WORK TO COMPLETE: The answer should consist of every line of the material, repeated verbatim.

* * *

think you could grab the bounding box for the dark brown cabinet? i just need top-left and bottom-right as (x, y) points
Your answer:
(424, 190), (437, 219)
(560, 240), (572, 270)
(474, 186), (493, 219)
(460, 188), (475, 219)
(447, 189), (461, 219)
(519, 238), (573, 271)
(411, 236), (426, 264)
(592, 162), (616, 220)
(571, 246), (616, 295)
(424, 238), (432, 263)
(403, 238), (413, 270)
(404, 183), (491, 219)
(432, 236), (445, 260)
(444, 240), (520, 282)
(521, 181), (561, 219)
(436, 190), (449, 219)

* * *

ANSWER TO THIS TASK:
think you could grab the bounding box for the dark brown cabinet? i just need top-left and bottom-right as (x, y) points
Your answer:
(424, 190), (437, 219)
(560, 240), (572, 270)
(474, 186), (493, 219)
(460, 188), (475, 219)
(447, 189), (461, 219)
(519, 238), (573, 271)
(411, 236), (426, 264)
(592, 162), (616, 220)
(571, 246), (616, 295)
(424, 238), (432, 263)
(403, 238), (413, 270)
(404, 183), (491, 219)
(432, 236), (445, 260)
(444, 240), (520, 282)
(521, 181), (561, 219)
(436, 190), (449, 219)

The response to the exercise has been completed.